▶ [REQUEST A] Please reproduce the partial fractions passage between "If the quotient" and "into simpler integrals.", inclusive, word for word.

▶ [SUPPLIED PASSAGE]
* * * * * * *

If the quotient `(P(x))/(q(x))` follows the conditions above, then you need to use partial fraction decomposition and then you may split the integral, using its property of linearity, into simpler integrals.

The following example will show you how this thing works, such that:

`int 1/((x - 2)(x - 3)) dx`

You need to notice that differentiating the polynomial `((x - 2)(x - 3))` does not give 1, hence, you may use partial fraction decomposition, such that:

`1/((x - 2)(x - 3)) = A/(x - 2) + B/(x - 3` )

* * * * * * *

▶ [AVAILABLE RECORDS]
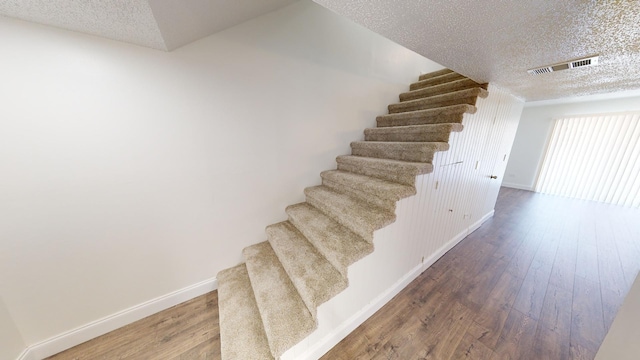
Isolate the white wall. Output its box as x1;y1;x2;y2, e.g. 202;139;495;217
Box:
502;94;640;190
0;298;25;360
282;85;523;360
0;0;441;352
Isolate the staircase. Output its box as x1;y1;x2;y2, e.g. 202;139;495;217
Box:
218;69;488;360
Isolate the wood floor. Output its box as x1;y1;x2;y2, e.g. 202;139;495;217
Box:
50;188;640;360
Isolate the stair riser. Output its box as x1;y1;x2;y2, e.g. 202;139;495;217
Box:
400;79;481;102
338;163;416;186
286;203;373;279
266;223;347;319
376;114;464;129
242;242;316;359
420;69;453;81
306;194;395;243
217;264;273;360
388;96;478;114
306;196;373;243
364;132;451;142
409;73;464;91
322;179;396;211
351;144;435;163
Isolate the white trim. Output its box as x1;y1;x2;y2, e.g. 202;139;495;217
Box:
502;182;534;191
18;278;218;360
296;210;494;360
467;209;496;235
18;348;31;360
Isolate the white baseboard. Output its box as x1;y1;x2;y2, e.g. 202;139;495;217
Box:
297;264;423;359
17;211;494;360
18;278;218;360
502;182;534;191
467;209;496;234
297;210;494;360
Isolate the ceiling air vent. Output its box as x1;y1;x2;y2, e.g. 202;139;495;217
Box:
527;55;598;75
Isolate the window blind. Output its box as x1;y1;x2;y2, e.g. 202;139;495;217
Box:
535;112;640;208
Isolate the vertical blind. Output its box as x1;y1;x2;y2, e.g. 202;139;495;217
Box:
535;112;640;208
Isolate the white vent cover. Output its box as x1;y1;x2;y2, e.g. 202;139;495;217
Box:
527;55;598;75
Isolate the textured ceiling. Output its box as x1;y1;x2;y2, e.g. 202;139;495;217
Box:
0;0;296;50
0;0;640;101
314;0;640;101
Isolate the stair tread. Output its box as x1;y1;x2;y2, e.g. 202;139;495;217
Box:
409;72;465;90
336;155;433;176
420;68;453;80
320;170;416;201
336;155;433;186
242;241;316;358
351;141;449;162
364;123;464;135
376;104;477;128
266;221;347;317
304;185;396;242
376;104;477;120
400;78;486;101
387;87;489;114
286;202;373;277
217;264;273;360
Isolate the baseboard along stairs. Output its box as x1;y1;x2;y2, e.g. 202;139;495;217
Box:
217;69;488;360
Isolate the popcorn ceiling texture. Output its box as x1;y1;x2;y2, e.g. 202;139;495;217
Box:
0;0;296;51
0;0;640;101
218;70;486;360
315;0;640;101
0;0;166;50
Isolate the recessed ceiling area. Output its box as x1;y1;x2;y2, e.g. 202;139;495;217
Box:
0;0;296;51
314;0;640;101
0;0;640;101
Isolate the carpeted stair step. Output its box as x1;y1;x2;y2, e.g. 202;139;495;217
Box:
351;141;449;162
217;264;273;360
286;202;373;278
242;241;316;359
304;185;396;242
266;221;348;318
420;69;453;80
400;78;487;102
320;170;416;211
409;72;465;90
387;87;489;114
376;104;477;127
364;123;463;142
336;155;433;186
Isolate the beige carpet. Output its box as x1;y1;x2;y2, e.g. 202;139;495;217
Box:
218;69;488;360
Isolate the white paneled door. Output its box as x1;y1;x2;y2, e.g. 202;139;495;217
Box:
535;112;640;208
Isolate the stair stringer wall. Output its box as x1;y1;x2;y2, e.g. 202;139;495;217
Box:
281;87;523;360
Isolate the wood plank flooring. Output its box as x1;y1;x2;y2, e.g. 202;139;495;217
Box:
50;188;640;360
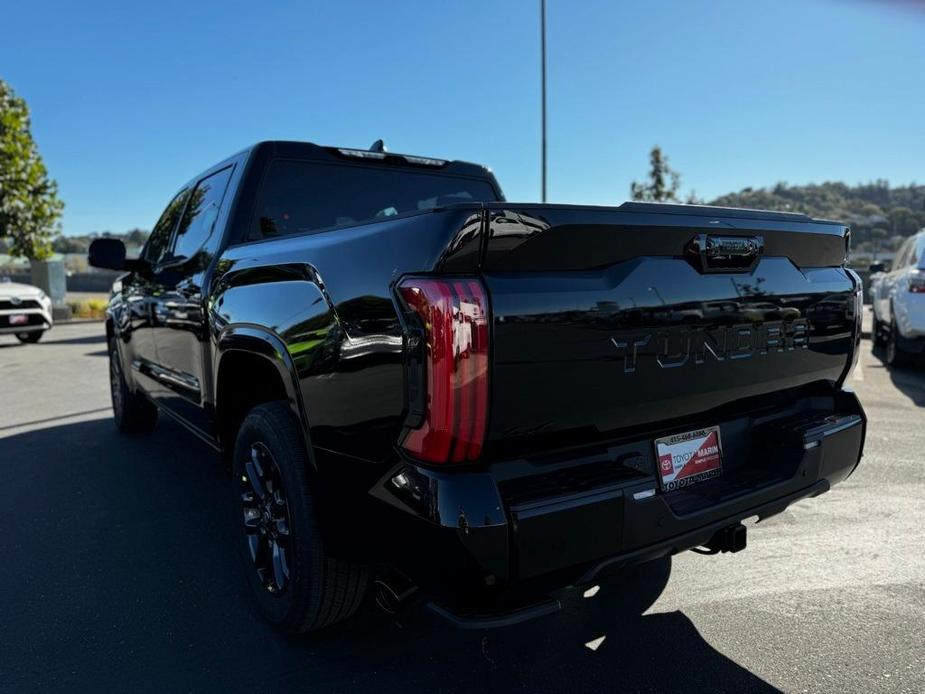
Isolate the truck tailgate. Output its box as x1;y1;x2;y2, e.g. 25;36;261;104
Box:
482;204;856;454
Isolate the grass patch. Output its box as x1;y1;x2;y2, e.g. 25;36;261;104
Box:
67;299;109;320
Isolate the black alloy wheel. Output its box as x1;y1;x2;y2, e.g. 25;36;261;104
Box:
241;441;292;595
231;400;369;634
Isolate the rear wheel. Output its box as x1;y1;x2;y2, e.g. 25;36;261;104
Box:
16;330;45;345
109;339;157;434
233;402;368;634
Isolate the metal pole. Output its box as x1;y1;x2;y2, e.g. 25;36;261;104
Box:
540;0;546;202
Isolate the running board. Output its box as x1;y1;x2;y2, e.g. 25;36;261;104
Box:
427;598;562;629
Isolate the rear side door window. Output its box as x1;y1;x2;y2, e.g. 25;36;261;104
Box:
171;166;232;261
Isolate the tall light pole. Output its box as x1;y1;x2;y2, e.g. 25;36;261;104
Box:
540;0;546;202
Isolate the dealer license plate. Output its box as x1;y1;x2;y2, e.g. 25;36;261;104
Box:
655;427;723;491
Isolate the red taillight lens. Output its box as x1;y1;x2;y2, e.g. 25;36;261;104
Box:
398;278;488;463
909;270;925;294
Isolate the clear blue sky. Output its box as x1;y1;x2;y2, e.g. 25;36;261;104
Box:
0;0;925;234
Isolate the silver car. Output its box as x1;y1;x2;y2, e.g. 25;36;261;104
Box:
0;281;54;343
870;229;925;367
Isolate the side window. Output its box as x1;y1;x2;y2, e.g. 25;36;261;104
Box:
172;166;231;258
141;190;189;266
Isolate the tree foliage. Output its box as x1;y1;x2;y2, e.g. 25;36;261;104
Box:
0;80;64;260
630;145;681;202
630;145;702;205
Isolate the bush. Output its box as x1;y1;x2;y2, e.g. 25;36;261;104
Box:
67;299;109;320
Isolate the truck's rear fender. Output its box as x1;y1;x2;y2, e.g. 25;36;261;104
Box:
209;205;482;463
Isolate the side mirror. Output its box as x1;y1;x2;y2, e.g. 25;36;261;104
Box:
87;238;127;270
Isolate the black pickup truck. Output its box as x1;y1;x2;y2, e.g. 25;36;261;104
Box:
90;142;866;632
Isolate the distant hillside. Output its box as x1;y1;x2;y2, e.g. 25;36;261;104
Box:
710;180;925;257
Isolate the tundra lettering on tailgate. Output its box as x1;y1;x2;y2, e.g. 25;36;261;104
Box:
610;318;809;373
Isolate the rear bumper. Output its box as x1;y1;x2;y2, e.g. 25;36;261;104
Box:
373;391;866;606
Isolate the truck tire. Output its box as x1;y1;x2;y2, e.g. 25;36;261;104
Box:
16;330;45;345
232;401;368;634
886;320;915;369
109;340;157;434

* * * * * * *

▶ [REQUEST B] In the entries, take the lines between the lines holding "Isolate the popcorn" and "0;0;925;234", inclusive, and replace every "Isolate" with "Locate". Return only those lines with everything else unchanged, and leave out the pictures.

▶ [EXERCISE RESPONSE A]
If the quotient `(P(x))/(q(x))` follows the conditions above, then you need to use partial fraction decomposition and then you may split the integral, using its property of linearity, into simpler integrals.

▶ [EXERCISE RESPONSE B]
Locate the popcorn ceiling texture. Output its box as x1;y1;x2;y2, e.g. 202;139;495;217
Box:
0;0;296;51
0;0;640;101
218;70;486;360
315;0;640;101
0;0;166;50
Locate the recessed ceiling area. Output its box as x1;y1;x2;y2, e.g. 202;139;495;217
Box:
0;0;296;51
314;0;640;101
0;0;640;101
Locate the carpeted stair step. Output its box as x1;y1;x2;y2, e.g. 202;139;495;217
Box:
351;141;449;162
217;264;273;360
286;202;373;278
242;241;316;359
304;185;396;242
266;221;348;318
420;69;453;80
400;78;487;102
320;170;416;211
409;72;465;90
387;87;489;114
376;104;477;127
364;123;463;142
336;155;433;186
Locate the beige carpet. Output its box as x1;y1;x2;y2, e.g. 202;139;495;217
Box:
218;69;488;360
Locate the white paneled door. Output its box as x1;y1;x2;y2, e.g. 202;139;495;217
Box:
535;112;640;208
Locate the stair stringer wall. Output its box as x1;y1;x2;y2, e.g. 202;139;495;217
Box:
281;87;523;360
Locate the wood plank flooring. Output its box as x1;y1;x2;y2, e.g. 202;139;495;217
Box:
50;188;640;360
Locate the truck tailgate. Output its box as x1;y1;x2;y2, e.g. 25;36;261;104
Box:
482;204;856;454
Locate the grass patch. Output its box as x1;y1;x2;y2, e.g. 25;36;261;104
Box:
67;299;109;320
Locate the black alloy wheel. Output its box as x1;y1;x2;y2, e.g. 25;36;261;104
Box:
241;441;292;595
231;400;369;634
Locate the rear wheel. Output its box as x1;y1;x2;y2, e.g. 25;36;261;104
Box:
16;330;45;345
109;339;157;434
233;402;368;634
Locate the metal pole. Output its box as x1;y1;x2;y2, e.g. 25;36;261;104
Box:
540;0;546;202
Locate the running board. Output its box as x1;y1;x2;y2, e.g. 25;36;261;104
Box:
427;598;562;629
Locate the rear side door window. Output its box as x1;y1;x2;y2, e.g. 25;36;261;104
Box:
171;166;232;261
Locate the tall light pole. Output its box as x1;y1;x2;y2, e.g. 25;36;261;104
Box:
540;0;546;202
Locate the dealer license plate. Output its box as x1;y1;x2;y2, e.g. 25;36;261;104
Box:
655;427;723;491
Locate the red taillight lens. Output its box as x1;y1;x2;y2, e.g. 25;36;261;104
Box:
398;278;488;463
909;270;925;294
Locate the clear blue sky. Output its box as x1;y1;x2;y2, e.g. 25;36;261;104
Box:
0;0;925;234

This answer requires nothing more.